Return every line of the entries below that contains the string "plant".
Start of EXERCISE DATA
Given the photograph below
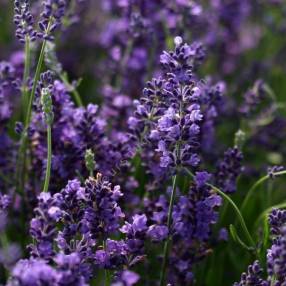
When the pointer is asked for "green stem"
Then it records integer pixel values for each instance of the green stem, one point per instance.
(236, 209)
(107, 278)
(36, 79)
(267, 211)
(256, 185)
(26, 71)
(123, 63)
(167, 243)
(240, 217)
(49, 158)
(21, 164)
(74, 92)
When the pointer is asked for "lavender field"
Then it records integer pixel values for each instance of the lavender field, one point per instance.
(142, 142)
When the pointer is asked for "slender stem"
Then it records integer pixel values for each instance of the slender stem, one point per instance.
(236, 209)
(5, 244)
(240, 217)
(49, 158)
(167, 243)
(74, 92)
(256, 185)
(268, 210)
(123, 63)
(21, 163)
(36, 79)
(107, 279)
(26, 71)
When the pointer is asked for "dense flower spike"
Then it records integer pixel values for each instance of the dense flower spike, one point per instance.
(252, 277)
(118, 93)
(24, 21)
(229, 169)
(51, 17)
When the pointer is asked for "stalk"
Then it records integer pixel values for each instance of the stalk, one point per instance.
(256, 185)
(24, 138)
(167, 243)
(26, 70)
(107, 279)
(74, 92)
(49, 158)
(235, 208)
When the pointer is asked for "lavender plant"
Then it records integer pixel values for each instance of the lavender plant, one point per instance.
(142, 143)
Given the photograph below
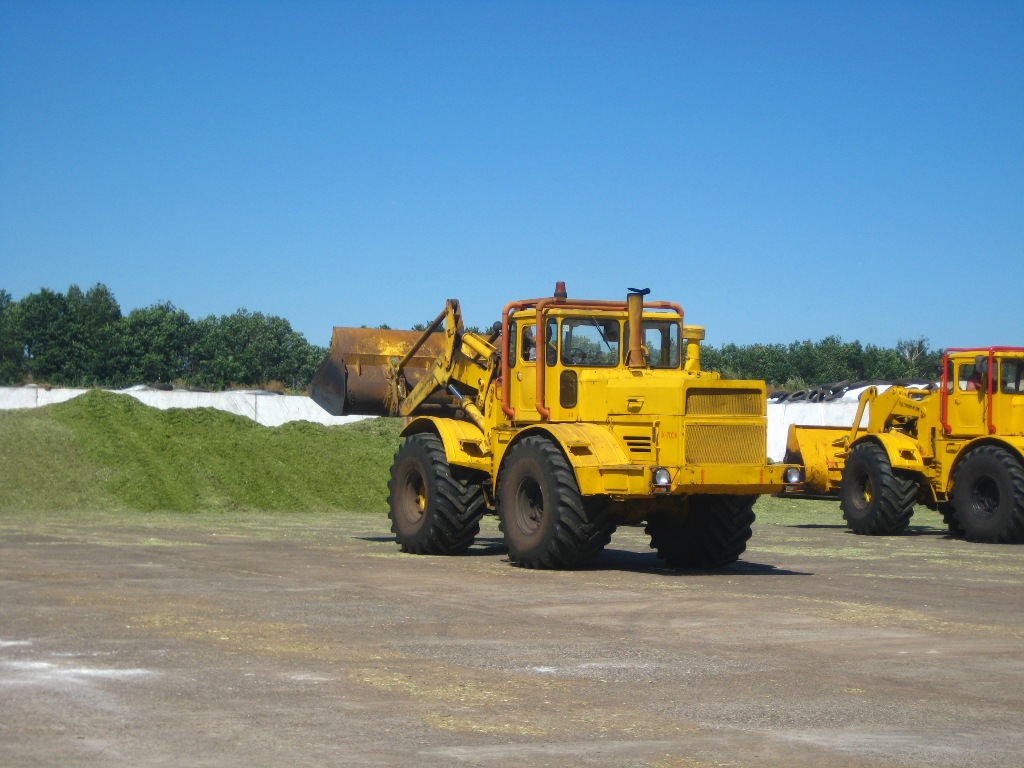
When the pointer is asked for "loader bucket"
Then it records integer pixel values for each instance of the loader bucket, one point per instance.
(352, 379)
(813, 446)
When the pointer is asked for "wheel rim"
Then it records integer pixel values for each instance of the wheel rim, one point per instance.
(864, 492)
(528, 506)
(985, 498)
(414, 498)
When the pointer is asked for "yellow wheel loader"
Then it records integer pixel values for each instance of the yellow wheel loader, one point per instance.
(570, 418)
(958, 450)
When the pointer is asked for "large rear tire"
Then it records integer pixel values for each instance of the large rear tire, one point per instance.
(546, 522)
(988, 496)
(707, 531)
(875, 499)
(435, 509)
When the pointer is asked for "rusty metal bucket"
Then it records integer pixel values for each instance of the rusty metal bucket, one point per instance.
(352, 379)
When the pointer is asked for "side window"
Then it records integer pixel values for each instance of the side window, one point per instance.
(968, 378)
(528, 345)
(588, 341)
(662, 340)
(513, 335)
(1011, 375)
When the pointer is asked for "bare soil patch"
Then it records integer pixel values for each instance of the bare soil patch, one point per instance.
(301, 639)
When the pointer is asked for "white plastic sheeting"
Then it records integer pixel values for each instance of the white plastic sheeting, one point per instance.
(263, 408)
(274, 410)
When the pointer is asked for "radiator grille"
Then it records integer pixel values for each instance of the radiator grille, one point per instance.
(724, 402)
(726, 443)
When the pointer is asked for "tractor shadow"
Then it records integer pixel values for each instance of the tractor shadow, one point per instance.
(620, 559)
(648, 562)
(910, 530)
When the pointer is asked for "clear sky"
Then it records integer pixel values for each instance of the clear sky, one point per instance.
(783, 170)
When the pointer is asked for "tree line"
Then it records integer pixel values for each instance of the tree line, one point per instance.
(82, 339)
(807, 364)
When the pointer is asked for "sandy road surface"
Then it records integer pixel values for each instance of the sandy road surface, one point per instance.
(300, 640)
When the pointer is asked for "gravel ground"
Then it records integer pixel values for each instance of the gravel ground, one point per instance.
(309, 640)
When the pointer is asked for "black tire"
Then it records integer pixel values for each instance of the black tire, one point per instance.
(949, 518)
(435, 509)
(707, 531)
(875, 499)
(546, 521)
(988, 496)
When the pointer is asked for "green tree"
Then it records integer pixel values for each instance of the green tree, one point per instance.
(46, 333)
(251, 348)
(11, 350)
(154, 344)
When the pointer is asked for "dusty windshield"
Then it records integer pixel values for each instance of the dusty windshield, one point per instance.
(1012, 376)
(589, 341)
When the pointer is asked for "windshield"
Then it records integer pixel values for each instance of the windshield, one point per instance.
(588, 341)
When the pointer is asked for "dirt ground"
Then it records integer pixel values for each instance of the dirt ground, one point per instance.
(301, 640)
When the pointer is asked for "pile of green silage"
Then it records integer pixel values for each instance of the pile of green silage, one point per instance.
(103, 451)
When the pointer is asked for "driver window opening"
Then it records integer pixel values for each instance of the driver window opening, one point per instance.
(589, 341)
(662, 342)
(1012, 377)
(528, 345)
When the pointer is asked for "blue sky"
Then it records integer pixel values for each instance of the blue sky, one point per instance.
(783, 170)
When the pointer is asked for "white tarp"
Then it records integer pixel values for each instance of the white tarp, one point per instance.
(273, 410)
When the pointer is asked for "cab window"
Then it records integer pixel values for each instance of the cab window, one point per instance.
(660, 339)
(1012, 377)
(969, 378)
(590, 342)
(528, 345)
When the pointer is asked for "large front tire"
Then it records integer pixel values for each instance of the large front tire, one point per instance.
(546, 521)
(988, 496)
(435, 509)
(875, 499)
(707, 531)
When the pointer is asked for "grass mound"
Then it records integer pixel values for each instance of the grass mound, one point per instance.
(103, 451)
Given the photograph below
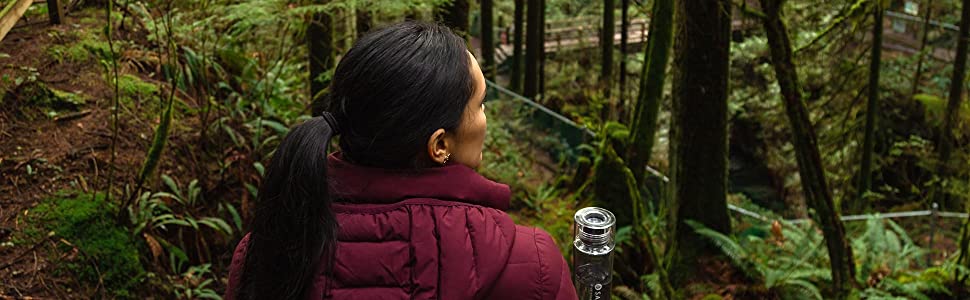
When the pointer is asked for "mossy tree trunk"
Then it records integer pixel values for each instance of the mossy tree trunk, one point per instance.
(810, 167)
(699, 130)
(606, 48)
(320, 45)
(652, 77)
(541, 84)
(454, 14)
(922, 49)
(955, 97)
(362, 21)
(519, 28)
(872, 111)
(488, 40)
(624, 40)
(534, 45)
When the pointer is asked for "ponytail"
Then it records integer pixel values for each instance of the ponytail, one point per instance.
(294, 226)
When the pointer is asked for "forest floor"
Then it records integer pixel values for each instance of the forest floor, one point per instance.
(51, 148)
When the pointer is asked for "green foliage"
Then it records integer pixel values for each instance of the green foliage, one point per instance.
(782, 263)
(79, 46)
(106, 254)
(31, 95)
(195, 284)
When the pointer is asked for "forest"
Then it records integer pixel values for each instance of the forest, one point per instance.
(750, 149)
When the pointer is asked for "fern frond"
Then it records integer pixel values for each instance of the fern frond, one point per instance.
(805, 290)
(730, 248)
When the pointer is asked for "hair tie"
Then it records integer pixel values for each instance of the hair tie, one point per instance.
(332, 121)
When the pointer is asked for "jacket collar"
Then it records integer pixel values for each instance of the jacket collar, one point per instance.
(453, 182)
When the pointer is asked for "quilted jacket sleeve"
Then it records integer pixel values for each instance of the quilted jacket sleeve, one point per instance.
(550, 255)
(235, 268)
(536, 269)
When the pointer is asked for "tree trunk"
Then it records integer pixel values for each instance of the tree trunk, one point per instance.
(519, 27)
(363, 22)
(454, 14)
(542, 50)
(810, 168)
(624, 40)
(652, 78)
(699, 130)
(488, 39)
(606, 48)
(534, 44)
(320, 46)
(872, 111)
(956, 95)
(922, 48)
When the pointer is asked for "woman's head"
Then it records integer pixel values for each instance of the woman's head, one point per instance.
(407, 96)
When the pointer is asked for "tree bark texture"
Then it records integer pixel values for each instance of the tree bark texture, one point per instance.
(624, 40)
(320, 45)
(814, 185)
(872, 111)
(652, 77)
(955, 97)
(699, 130)
(922, 48)
(488, 40)
(454, 14)
(606, 48)
(519, 29)
(534, 44)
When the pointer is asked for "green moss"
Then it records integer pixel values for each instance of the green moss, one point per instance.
(32, 96)
(87, 46)
(133, 87)
(69, 53)
(104, 247)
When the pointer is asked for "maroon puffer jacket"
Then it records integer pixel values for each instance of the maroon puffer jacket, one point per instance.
(437, 233)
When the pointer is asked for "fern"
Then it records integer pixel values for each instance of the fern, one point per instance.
(728, 246)
(800, 289)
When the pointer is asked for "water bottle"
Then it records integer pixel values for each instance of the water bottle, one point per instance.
(593, 253)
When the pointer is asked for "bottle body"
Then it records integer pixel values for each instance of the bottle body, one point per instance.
(593, 253)
(592, 273)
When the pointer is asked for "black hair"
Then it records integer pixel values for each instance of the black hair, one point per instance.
(389, 93)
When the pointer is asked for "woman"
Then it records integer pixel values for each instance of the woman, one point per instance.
(399, 212)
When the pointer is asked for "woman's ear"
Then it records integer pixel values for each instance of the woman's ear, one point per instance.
(438, 146)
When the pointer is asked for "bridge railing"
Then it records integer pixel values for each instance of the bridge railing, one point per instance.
(557, 134)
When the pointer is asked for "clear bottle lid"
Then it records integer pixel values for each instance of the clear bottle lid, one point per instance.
(595, 226)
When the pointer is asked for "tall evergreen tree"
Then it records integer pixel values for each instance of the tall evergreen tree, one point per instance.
(320, 49)
(488, 40)
(606, 47)
(534, 45)
(956, 96)
(699, 130)
(454, 14)
(872, 110)
(652, 77)
(810, 168)
(624, 40)
(519, 28)
(924, 38)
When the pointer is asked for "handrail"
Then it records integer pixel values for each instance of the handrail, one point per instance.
(912, 18)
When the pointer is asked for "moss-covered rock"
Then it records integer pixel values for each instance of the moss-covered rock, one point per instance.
(105, 250)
End of EXERCISE DATA
COMPLETED EXERCISE:
When the pointer is asked for "lavender plant"
Then it records integer pixel values for each instance of the lavender plant, one point per instance.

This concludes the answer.